[Problem description] Retype the records below, from the line containing "the chest pocket flap" through the end of the records, character for character, and leave the pictures out.

[Entries supplied]
<<<<

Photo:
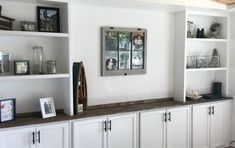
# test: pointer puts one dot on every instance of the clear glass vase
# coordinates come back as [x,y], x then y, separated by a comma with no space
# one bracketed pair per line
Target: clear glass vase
[38,60]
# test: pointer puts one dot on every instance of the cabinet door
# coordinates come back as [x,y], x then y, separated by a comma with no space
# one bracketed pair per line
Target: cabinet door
[18,138]
[52,136]
[89,133]
[122,131]
[178,128]
[201,126]
[152,129]
[217,138]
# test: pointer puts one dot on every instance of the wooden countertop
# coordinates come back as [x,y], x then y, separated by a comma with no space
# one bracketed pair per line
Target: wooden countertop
[100,110]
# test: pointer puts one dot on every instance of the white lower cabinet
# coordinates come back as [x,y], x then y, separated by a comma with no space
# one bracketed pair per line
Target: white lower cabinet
[167,128]
[118,131]
[46,136]
[211,125]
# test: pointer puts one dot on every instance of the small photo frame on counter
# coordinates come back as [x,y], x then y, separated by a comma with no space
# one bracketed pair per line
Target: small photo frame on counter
[21,67]
[7,110]
[47,107]
[48,19]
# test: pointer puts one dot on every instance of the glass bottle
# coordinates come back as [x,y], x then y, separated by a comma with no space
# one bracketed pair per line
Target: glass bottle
[37,60]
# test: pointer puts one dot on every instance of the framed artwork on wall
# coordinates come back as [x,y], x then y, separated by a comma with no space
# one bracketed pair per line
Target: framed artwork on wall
[123,51]
[48,19]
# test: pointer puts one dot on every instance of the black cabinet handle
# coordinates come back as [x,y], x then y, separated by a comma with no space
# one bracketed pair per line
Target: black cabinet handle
[169,116]
[33,137]
[39,137]
[209,110]
[165,117]
[105,126]
[110,125]
[213,110]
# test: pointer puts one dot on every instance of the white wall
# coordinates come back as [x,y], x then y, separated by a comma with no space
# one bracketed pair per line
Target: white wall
[86,22]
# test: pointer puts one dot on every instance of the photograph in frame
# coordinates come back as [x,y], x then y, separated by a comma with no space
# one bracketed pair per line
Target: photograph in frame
[111,60]
[138,41]
[47,107]
[124,40]
[137,60]
[124,60]
[111,40]
[48,19]
[7,109]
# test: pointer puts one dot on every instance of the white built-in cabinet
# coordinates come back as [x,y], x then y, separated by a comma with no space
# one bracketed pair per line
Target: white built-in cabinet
[42,136]
[106,132]
[211,125]
[201,79]
[27,89]
[166,128]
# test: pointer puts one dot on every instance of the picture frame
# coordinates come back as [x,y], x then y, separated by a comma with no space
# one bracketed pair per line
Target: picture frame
[123,51]
[21,67]
[7,110]
[47,107]
[28,26]
[48,19]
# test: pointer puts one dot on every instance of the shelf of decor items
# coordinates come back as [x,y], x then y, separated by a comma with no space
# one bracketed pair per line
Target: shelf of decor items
[205,40]
[206,69]
[33,34]
[33,77]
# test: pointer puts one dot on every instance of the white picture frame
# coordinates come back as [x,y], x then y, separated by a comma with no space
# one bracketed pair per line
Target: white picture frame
[47,107]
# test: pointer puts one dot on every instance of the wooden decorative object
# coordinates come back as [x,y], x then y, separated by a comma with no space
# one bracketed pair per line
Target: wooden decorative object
[228,2]
[79,87]
[5,22]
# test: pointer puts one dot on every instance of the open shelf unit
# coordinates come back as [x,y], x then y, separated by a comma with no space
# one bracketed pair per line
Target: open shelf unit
[187,79]
[27,89]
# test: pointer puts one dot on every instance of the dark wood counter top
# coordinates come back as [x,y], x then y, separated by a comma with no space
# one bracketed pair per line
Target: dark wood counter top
[101,110]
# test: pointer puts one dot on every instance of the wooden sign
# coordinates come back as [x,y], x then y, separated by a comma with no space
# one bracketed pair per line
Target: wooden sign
[228,2]
[79,87]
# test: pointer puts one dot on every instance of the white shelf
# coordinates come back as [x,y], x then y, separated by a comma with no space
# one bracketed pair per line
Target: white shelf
[207,69]
[33,77]
[33,34]
[39,1]
[205,40]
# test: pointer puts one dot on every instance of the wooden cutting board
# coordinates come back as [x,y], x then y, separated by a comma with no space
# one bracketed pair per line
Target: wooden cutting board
[228,2]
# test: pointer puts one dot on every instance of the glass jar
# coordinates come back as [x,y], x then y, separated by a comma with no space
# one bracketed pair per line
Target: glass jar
[38,60]
[51,67]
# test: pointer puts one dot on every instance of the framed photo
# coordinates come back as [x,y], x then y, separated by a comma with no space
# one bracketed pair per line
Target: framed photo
[7,110]
[47,107]
[48,19]
[28,26]
[21,68]
[123,51]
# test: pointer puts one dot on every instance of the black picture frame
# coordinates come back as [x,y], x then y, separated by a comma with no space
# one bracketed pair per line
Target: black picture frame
[44,25]
[21,70]
[11,111]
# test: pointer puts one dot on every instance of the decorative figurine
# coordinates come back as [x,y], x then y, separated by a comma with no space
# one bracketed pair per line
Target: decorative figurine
[215,30]
[5,22]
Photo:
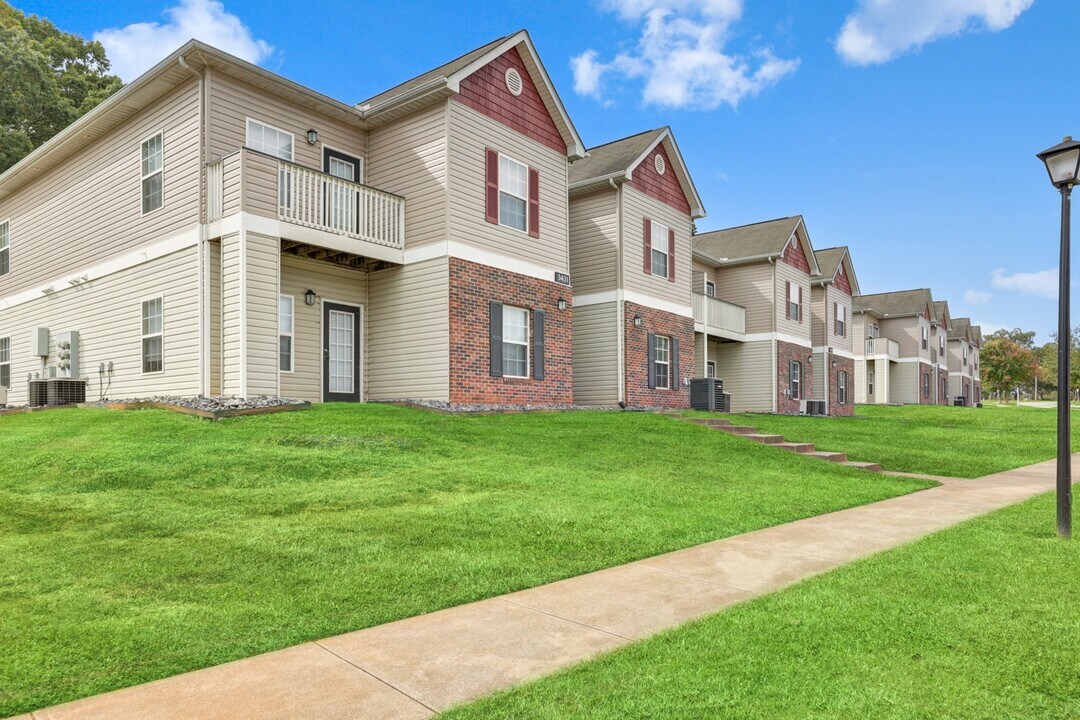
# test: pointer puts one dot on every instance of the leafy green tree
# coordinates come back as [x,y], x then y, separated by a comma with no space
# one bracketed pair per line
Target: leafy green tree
[48,80]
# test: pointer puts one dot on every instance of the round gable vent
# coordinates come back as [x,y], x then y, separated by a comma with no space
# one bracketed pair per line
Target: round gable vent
[514,81]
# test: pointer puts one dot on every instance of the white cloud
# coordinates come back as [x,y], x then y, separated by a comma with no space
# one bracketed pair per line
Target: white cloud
[879,30]
[1042,283]
[679,56]
[136,48]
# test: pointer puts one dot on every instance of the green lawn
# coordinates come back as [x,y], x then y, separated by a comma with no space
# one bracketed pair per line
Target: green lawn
[953,442]
[982,621]
[142,544]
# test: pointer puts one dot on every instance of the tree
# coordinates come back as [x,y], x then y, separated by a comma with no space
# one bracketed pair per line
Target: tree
[1006,365]
[48,80]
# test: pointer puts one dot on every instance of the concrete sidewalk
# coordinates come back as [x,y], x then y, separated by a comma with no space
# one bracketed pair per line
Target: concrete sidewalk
[416,667]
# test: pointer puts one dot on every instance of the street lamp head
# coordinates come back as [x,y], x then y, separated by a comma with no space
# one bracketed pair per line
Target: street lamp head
[1063,162]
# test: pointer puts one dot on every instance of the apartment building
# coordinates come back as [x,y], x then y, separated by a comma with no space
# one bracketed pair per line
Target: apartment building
[632,209]
[214,228]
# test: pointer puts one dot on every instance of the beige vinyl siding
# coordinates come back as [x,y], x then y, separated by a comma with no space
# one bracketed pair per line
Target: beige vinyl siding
[747,372]
[408,158]
[751,286]
[89,209]
[332,283]
[233,100]
[596,354]
[408,347]
[470,135]
[594,242]
[787,273]
[108,314]
[264,255]
[636,206]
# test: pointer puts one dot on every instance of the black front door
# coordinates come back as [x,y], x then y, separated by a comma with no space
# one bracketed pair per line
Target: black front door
[341,367]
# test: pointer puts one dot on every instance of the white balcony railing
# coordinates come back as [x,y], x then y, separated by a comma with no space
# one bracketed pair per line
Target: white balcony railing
[882,347]
[716,314]
[324,202]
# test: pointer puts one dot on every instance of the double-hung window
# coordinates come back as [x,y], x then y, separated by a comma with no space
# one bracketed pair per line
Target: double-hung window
[662,361]
[153,171]
[4,247]
[285,321]
[515,342]
[658,240]
[513,193]
[4,362]
[152,335]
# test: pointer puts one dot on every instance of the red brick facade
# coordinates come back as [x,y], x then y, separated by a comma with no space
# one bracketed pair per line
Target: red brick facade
[665,188]
[787,352]
[472,288]
[485,91]
[658,322]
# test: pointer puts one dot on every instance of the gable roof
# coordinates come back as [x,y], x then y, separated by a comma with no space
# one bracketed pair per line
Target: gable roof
[903,303]
[445,80]
[617,161]
[758,241]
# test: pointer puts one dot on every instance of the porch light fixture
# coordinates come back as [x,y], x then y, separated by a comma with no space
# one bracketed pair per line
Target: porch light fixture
[1063,165]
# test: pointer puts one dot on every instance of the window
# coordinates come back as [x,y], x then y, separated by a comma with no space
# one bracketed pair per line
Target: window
[270,140]
[515,342]
[153,170]
[285,350]
[663,360]
[152,315]
[4,247]
[4,362]
[658,240]
[794,301]
[513,193]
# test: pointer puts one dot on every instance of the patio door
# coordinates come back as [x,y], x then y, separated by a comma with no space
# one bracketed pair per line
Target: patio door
[341,357]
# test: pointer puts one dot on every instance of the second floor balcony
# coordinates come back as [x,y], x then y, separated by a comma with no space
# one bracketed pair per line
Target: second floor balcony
[311,206]
[718,317]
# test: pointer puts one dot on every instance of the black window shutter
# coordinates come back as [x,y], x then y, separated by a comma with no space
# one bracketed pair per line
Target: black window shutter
[675,379]
[496,336]
[652,360]
[538,344]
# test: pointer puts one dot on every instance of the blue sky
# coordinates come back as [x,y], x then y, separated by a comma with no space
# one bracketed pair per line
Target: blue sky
[903,128]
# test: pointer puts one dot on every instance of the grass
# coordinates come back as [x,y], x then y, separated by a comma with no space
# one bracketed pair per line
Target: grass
[977,622]
[953,442]
[142,544]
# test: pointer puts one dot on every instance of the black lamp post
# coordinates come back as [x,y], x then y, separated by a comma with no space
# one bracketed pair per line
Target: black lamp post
[1063,163]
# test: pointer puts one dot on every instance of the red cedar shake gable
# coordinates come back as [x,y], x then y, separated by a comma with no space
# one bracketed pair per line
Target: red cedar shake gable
[485,92]
[665,188]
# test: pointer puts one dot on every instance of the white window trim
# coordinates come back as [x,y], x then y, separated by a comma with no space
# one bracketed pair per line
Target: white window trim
[662,249]
[527,343]
[526,198]
[142,178]
[247,138]
[143,336]
[292,336]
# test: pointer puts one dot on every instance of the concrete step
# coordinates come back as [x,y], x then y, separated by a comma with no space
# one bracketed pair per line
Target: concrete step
[868,466]
[824,454]
[795,447]
[737,430]
[765,439]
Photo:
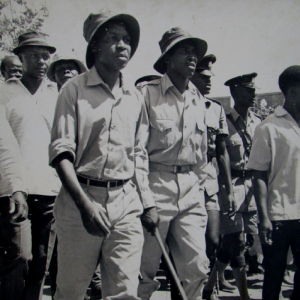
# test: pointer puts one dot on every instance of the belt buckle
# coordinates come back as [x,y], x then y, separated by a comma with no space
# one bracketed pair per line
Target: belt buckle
[111,184]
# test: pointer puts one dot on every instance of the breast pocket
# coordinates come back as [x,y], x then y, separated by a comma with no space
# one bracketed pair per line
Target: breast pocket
[163,132]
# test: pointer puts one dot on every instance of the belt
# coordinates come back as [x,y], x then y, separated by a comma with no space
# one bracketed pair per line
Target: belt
[173,169]
[244,174]
[107,184]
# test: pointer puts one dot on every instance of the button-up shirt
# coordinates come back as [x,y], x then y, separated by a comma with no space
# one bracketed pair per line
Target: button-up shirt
[105,131]
[177,125]
[276,149]
[31,117]
[216,125]
[243,191]
[12,177]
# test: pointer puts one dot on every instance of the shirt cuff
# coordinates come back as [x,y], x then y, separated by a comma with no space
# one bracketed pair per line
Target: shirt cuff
[60,146]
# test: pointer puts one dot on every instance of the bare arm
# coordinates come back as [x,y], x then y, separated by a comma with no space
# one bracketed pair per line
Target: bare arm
[92,215]
[224,167]
[260,192]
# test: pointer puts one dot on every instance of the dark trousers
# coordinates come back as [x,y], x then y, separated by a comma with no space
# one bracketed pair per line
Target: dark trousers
[15,252]
[285,234]
[42,220]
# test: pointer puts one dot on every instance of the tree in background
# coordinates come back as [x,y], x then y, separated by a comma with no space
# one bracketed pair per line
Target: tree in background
[17,17]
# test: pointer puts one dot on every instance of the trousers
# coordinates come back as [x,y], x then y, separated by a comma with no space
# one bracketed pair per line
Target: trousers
[181,208]
[119,254]
[284,235]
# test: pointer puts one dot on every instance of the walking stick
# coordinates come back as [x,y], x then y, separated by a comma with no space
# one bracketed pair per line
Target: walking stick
[170,265]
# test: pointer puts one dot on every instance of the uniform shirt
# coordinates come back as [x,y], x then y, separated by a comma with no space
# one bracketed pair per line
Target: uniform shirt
[216,125]
[243,191]
[276,149]
[12,177]
[177,125]
[105,131]
[31,117]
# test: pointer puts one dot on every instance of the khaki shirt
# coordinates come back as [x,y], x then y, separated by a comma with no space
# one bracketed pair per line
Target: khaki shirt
[105,131]
[12,177]
[177,125]
[276,149]
[243,191]
[30,118]
[216,125]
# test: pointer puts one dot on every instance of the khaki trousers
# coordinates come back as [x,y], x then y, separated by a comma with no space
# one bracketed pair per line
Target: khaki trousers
[79,251]
[182,226]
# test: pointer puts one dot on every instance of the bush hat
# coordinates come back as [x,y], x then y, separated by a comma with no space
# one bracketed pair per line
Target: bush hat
[173,37]
[95,21]
[58,58]
[32,38]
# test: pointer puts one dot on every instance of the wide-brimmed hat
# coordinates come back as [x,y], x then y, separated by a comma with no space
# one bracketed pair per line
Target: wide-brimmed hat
[95,21]
[173,37]
[246,80]
[32,38]
[205,64]
[57,58]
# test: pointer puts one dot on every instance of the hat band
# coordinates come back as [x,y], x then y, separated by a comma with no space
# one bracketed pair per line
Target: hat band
[172,38]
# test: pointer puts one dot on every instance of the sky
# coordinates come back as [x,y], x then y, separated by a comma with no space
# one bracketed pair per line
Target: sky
[246,36]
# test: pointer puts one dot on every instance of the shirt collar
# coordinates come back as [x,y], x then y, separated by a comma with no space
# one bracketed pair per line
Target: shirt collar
[95,79]
[280,111]
[166,83]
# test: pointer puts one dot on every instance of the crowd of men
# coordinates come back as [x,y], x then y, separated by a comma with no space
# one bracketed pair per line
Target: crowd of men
[91,167]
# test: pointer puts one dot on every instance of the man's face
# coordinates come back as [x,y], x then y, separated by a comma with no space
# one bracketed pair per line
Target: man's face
[182,59]
[13,68]
[35,61]
[244,96]
[113,49]
[65,70]
[202,82]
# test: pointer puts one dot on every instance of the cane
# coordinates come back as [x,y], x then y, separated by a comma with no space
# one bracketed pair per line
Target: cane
[170,265]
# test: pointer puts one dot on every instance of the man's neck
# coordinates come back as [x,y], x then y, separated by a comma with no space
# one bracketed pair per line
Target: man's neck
[241,110]
[109,76]
[292,110]
[181,83]
[32,84]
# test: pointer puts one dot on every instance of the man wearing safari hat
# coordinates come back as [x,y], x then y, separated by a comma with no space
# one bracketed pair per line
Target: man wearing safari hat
[30,104]
[217,130]
[64,68]
[177,156]
[241,125]
[98,144]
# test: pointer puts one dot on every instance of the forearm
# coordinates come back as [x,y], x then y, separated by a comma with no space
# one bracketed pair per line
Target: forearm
[260,187]
[224,164]
[66,172]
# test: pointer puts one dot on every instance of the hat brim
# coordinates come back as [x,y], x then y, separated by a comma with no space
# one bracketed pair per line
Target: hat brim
[201,48]
[133,28]
[18,49]
[50,72]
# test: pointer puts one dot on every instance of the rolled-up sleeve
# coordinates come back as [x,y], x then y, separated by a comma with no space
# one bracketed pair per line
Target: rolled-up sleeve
[12,177]
[260,156]
[141,158]
[64,129]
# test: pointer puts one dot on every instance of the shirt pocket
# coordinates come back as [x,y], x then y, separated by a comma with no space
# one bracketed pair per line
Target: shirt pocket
[235,150]
[163,132]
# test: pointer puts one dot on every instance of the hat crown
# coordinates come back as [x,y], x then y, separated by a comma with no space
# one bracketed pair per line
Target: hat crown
[93,22]
[30,36]
[170,36]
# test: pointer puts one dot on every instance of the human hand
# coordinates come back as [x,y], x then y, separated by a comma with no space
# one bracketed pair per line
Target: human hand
[18,208]
[93,218]
[150,218]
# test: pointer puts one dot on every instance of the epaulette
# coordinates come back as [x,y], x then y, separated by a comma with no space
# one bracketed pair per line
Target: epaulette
[214,100]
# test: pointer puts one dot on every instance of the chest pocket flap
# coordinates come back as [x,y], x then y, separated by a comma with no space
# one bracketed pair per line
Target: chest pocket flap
[161,125]
[201,126]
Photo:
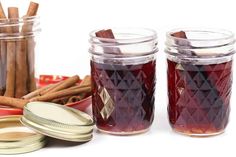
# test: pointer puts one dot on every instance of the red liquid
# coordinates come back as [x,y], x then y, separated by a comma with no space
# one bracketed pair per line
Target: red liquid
[199,97]
[123,96]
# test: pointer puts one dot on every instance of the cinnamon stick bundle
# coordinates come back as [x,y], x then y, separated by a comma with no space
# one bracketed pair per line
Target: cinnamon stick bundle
[13,102]
[2,54]
[32,11]
[62,93]
[11,54]
[59,92]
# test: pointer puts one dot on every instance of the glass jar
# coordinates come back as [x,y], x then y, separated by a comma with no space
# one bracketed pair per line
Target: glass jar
[18,49]
[199,80]
[123,80]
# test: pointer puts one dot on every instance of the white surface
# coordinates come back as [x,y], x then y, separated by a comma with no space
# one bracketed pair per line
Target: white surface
[64,44]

>>>>

[Response below]
# test: pointer puts one dot on every instance of the chest pocket flap
# coordinates come back as [x,y], x then y, separated by a comma with no space
# one bracketed pair per line
Target: chest pocket flap
[161,125]
[201,126]
Photo:
# test: pointer puts one dot on every instance of the red liquid
# coordinates come back as [x,y], x then y, separated by a comma with no space
# one bracketed pair per line
Target: red liquid
[199,97]
[123,96]
# test: pointer puts one dot on every instance of the cinnamon stick bundle
# coordinates come back as [x,y], x then y, separated by a comma with no space
# one bracketed pair per line
Target: cinnamon stick bundle
[13,102]
[2,54]
[32,11]
[62,93]
[11,54]
[59,92]
# test: pointer puts one dot on every instance of the glass jar
# coordinates come back as [x,y], x then y, separated by a comma with no space
# one bracketed pair per line
Target: glass jar
[18,49]
[199,80]
[123,80]
# test: pointer puts one dot on every instance of the white surface
# coordinates come back as [x,y], x then y, separated by a comma with no space
# one bracketed pair per line
Target: white surface
[64,44]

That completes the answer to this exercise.